_対象の本文_
▽

Databricks の構造化ストリーミングパターン

これには、Databricks で構造化ストリーミングを操作するための一般的なパターンのノートブックとコードサンプルが含まれています。

構造化ストリーミングの使用を開始する

構造化ストリーミングを初めて使用する場合は、「初めての構造化ストリーミングワークロードを実行する」を参照してください。

Python での構造化ストリーミングのシンクとして Cassandra に書き込む

Apache Cassandra は、分散型、低遅延、スケーラブル、高可用性の OLTP データベースです。

構造化ストリーミングは、 Spark Cassandra コネクタを介して Cassandra と連携します。このコネクタは、 RDD とデータフレーム APIの両方をサポートしており、ストリーミングデータの書き込みをネイティブにサポートしています。 大事な 対応するバージョンの spark-Cassandra-connector-assembly を使用する必要があります。

次の例では、 Cassandra データベースクラスター内の 1 つ以上のホストに接続します。また、チェックポイントの場所や特定のキースペースおよびテーブル名などの接続構成も指定します。

Python
spark.conf.set("spark.cassandra.connection.host", "host1,host2")

△

_練習問題_
1. 次の (a)〜(c) の記述が本文の内容と合っているかを「はい」か「いいえ」で判断し、判断の決め手となる本文の語句をそのまま引用してください。
(a) Apache Cassandra は低遅延の OLTP データベースとして説明されている。
(b) Spark Cassandra コネクタはデータフレーム API だけをサポートしている。
(c) 例では Cassandra データベースクラスター内のちょうど 1 つのホストに接続する。
2. 本文に基づいて、次の問いに答えてください。
(a) 構造化ストリーミングを初めて使用する場合は、何を参照するよう書かれていますか。
(b) 構造化ストリーミングは、何を介して Cassandra と連携しますか。
(c) 例で指定される接続構成として、どのようなものが挙げられていますか。
次の一覧は、本文とは別の出典から取ったものです。

_与えられた情報_
▽

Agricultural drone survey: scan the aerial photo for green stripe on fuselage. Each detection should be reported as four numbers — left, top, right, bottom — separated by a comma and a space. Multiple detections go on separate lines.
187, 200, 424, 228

△

_解答_
1.
(a) はい。「分散型、低遅延、スケーラブル、高可用性の OLTP データベースです」
(b) いいえ。「RDD とデータフレーム APIの両方をサポートしており」
(c) いいえ。「1 つ以上のホストに接続します」

2.
(a) 「初めての構造化ストリーミングワークロードを実行する」
(b) Spark Cassandra コネクタ
(c) チェックポイントの場所や、特定のキースペースおよびテーブル名